ABOUT THIS EXERCISE =>
Everything from the line that has "Can you find the dark doorway" to the last line of the listing must be repeated exactly, and nothing more; omit the pictures.

DATA FOR THE TASK =>
⁂
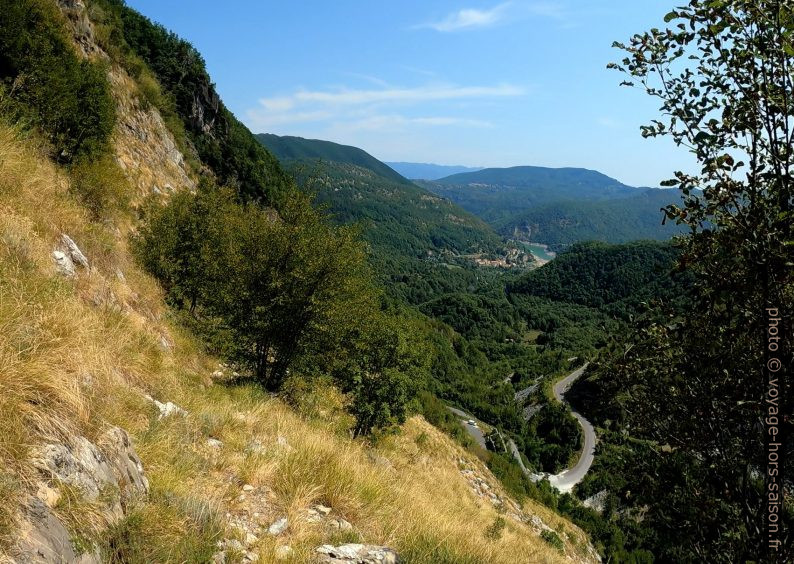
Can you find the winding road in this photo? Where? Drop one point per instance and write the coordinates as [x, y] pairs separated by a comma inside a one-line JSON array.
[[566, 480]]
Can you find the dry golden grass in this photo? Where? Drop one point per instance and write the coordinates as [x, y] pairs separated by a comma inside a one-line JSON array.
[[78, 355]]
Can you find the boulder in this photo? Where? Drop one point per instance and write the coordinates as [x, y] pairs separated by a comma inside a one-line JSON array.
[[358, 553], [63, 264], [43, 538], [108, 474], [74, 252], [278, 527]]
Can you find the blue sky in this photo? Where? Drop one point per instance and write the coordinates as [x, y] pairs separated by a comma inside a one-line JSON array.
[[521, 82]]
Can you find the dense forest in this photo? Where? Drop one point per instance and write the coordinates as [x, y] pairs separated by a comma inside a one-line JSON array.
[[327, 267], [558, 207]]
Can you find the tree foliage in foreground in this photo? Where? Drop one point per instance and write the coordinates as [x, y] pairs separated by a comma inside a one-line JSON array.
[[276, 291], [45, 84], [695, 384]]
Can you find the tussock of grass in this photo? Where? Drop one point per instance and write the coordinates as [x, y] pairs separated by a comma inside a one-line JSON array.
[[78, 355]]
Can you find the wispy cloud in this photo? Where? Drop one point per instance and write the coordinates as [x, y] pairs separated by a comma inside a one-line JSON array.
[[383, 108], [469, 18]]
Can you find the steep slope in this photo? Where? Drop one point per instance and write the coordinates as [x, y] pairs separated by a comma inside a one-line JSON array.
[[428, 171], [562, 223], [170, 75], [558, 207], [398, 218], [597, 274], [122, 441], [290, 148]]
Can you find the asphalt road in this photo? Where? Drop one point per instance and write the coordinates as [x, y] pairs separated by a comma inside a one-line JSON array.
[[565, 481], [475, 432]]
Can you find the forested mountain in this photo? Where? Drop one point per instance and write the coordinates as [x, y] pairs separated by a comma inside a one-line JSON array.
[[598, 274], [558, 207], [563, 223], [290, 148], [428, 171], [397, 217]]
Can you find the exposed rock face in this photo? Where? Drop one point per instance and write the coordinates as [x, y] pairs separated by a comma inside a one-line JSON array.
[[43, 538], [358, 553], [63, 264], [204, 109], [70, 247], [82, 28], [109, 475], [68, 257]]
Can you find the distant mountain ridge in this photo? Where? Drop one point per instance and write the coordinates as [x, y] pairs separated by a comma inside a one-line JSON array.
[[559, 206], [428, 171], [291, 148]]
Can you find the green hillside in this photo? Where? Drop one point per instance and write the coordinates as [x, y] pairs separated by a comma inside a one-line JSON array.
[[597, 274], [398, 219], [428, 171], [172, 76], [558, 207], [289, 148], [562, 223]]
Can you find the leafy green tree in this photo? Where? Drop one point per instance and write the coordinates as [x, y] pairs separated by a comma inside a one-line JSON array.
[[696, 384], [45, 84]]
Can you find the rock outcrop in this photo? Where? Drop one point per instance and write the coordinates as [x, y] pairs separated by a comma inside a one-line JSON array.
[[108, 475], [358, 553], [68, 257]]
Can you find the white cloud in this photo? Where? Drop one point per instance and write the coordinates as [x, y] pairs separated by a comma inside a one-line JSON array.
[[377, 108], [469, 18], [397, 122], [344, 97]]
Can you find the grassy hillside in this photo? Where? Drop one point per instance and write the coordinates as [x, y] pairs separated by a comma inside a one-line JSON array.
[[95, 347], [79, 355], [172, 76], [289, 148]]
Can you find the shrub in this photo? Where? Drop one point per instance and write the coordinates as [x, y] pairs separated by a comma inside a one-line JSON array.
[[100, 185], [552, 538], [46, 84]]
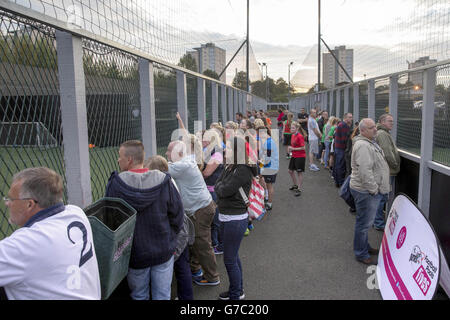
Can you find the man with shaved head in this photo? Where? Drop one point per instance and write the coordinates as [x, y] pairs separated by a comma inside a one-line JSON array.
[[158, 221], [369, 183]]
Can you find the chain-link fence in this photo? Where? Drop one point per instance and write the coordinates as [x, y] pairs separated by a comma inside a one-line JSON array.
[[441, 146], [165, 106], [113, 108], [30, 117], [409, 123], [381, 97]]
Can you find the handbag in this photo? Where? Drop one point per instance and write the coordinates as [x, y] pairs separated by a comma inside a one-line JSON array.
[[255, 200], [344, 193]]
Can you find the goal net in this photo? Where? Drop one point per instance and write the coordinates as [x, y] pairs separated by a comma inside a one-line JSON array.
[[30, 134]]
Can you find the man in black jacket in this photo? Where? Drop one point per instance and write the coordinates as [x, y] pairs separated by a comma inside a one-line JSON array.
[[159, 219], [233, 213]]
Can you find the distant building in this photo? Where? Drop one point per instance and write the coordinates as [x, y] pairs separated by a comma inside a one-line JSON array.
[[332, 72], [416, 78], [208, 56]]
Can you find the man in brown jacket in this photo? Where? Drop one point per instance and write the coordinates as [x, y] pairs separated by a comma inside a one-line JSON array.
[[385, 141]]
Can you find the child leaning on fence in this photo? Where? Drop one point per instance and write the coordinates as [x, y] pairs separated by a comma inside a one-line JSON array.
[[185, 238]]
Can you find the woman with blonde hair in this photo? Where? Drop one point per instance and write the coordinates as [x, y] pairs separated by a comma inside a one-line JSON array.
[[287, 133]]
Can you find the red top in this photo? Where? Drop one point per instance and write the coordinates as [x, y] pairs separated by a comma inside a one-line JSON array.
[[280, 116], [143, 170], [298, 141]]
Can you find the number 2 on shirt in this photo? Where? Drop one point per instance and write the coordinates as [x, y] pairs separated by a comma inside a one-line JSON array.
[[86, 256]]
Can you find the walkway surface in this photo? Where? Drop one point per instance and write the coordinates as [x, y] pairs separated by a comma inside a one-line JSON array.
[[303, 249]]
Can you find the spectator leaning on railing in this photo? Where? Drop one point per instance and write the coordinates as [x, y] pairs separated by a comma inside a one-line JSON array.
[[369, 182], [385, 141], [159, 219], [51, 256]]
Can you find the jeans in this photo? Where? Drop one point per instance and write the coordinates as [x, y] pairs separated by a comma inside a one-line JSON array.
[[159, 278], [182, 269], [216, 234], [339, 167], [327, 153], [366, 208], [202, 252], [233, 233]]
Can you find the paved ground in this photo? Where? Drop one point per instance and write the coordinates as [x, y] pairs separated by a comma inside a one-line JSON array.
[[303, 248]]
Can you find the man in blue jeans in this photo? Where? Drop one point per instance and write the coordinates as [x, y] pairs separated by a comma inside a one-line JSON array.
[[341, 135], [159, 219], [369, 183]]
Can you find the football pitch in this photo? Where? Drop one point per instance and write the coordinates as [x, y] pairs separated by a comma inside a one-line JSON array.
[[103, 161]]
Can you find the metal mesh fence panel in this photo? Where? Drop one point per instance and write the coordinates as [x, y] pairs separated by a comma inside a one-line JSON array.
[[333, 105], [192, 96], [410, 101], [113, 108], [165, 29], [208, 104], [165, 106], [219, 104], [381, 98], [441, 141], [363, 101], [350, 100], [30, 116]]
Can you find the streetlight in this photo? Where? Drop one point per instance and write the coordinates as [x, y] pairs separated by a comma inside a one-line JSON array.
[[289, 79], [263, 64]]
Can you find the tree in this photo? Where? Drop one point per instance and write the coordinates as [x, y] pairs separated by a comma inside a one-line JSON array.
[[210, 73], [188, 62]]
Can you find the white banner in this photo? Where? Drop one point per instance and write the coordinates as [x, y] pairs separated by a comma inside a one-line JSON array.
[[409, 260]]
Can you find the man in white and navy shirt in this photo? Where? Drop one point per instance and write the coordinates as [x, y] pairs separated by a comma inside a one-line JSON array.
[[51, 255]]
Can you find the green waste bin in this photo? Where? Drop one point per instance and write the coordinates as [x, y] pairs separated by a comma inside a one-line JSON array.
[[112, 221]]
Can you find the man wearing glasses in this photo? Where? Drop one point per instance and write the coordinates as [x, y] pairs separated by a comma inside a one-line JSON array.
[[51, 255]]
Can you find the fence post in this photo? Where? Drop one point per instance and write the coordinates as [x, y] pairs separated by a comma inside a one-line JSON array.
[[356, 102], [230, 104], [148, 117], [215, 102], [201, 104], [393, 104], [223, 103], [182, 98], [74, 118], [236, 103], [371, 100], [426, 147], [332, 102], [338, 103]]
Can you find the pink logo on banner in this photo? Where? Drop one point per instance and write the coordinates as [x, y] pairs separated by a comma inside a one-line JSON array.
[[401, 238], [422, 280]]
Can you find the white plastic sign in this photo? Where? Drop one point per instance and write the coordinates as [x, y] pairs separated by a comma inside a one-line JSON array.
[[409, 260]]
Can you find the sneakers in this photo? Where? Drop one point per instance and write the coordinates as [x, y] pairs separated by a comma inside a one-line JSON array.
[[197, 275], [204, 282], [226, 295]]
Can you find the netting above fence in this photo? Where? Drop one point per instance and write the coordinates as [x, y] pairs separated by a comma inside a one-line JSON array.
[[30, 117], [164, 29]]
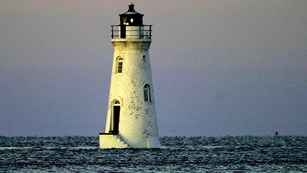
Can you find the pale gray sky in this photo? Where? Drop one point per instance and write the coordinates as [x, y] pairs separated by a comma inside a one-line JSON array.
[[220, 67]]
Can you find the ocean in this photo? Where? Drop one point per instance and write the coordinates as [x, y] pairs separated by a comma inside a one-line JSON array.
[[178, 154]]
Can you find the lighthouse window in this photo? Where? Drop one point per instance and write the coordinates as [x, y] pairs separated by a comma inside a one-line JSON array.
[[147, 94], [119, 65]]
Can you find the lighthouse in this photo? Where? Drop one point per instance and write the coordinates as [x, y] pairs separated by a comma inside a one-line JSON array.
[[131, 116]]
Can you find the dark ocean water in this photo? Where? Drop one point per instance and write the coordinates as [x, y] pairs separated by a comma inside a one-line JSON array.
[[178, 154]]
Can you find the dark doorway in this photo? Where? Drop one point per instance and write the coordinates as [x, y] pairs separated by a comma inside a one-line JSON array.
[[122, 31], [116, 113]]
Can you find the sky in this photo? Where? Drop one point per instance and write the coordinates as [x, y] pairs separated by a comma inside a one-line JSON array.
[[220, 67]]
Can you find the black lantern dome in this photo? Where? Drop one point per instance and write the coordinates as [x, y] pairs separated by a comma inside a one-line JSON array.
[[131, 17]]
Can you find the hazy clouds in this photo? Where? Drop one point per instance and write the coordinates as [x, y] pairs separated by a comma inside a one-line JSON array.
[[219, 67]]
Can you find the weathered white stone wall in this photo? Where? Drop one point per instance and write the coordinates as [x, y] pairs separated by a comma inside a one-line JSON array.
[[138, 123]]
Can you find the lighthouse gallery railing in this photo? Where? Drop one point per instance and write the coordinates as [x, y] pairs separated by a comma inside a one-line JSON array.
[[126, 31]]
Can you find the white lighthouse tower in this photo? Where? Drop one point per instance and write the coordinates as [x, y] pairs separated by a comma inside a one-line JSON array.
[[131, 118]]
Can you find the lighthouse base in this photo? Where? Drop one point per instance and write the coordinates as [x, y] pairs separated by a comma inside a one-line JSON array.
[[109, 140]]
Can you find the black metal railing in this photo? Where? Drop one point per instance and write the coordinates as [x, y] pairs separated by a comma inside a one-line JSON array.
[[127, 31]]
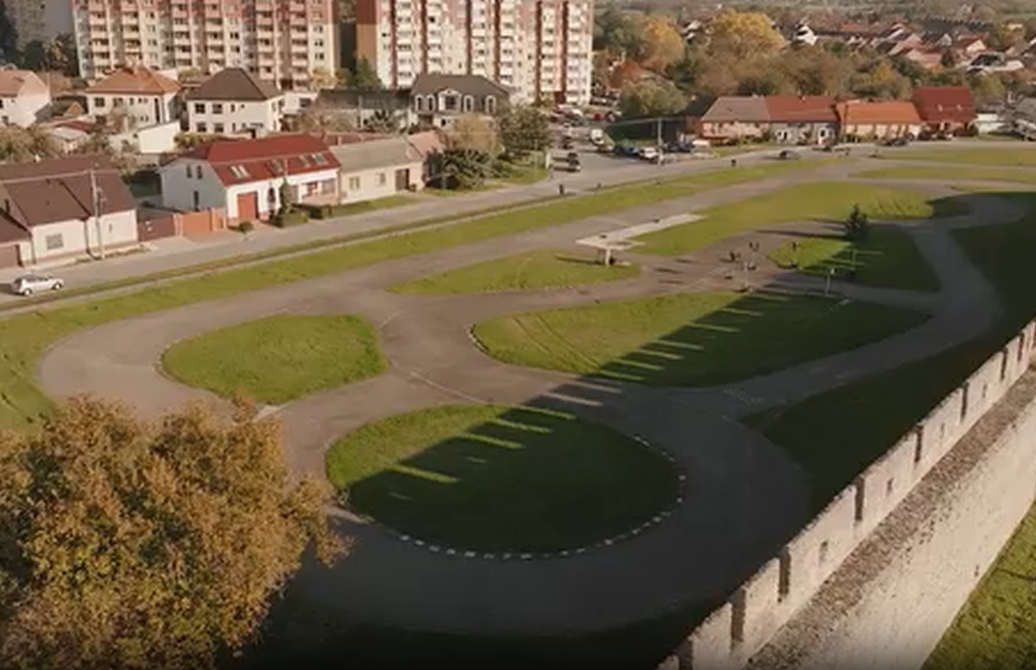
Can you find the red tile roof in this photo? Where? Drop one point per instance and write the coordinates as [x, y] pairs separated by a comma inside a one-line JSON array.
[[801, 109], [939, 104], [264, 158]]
⁂
WRITTEN SOLUTION =>
Can you find the dark doorway in this photo? Where? Drop one point per instance and write the coordinates as [x, y] pairs separated by a comma inside a one-line JSON array.
[[122, 31], [116, 113]]
Can you find the sky in this photo? Where? Drop one point per instance and write the coordinates as [x, y] pairs separated by a comma inside a one-line JSON array.
[[220, 67]]
Can you find the black lantern dome in this photo? Where? Drop one point per instance and write the coordinates as [x, y] pairs separated by a comma inside a one-line JSON array.
[[131, 17]]
Can you find the hazy clouds in this photo? Where? Drop one point per instance and write the coordinates as [x, y] pairs separated by a comma inside a one-line JSON array.
[[219, 67]]
Can you find the weathered white stone wall in this photo? Where? Drop one point per instance and write the coordinates as [x, y] pairs separated by a comma inside a one-line JSON array.
[[138, 123]]
Can you find the lighthouse gallery railing in this photo? Where? Drop one point per instance and write the coordinates as [x, y] pairs separated by a comma inside a one-line JSON array.
[[126, 31]]
Can you find the white lighthouse tower in this photo? Where? Drop one point per instance and write the coordinates as [x, y] pairs separated by a comma inside a one-line JSON array.
[[131, 118]]
Can you find the lighthouse base in this photo? Where? Drop one point per instance and write the coordinates as [x, y] pairs separated by a comma inside a one-line JSON array.
[[109, 140]]
Can you find the black metal railing in this photo? Where? Drop one point per instance and write the coordinates as [x, y] pairs separated by a comma inside a one-line JSON array.
[[127, 31]]
Can you find the red tile roof in this photo? Where? Drop one point per instance and write the coordinates as [x, y] pairs separated by a comma inside a one-line JSON array.
[[801, 109], [939, 104], [264, 158]]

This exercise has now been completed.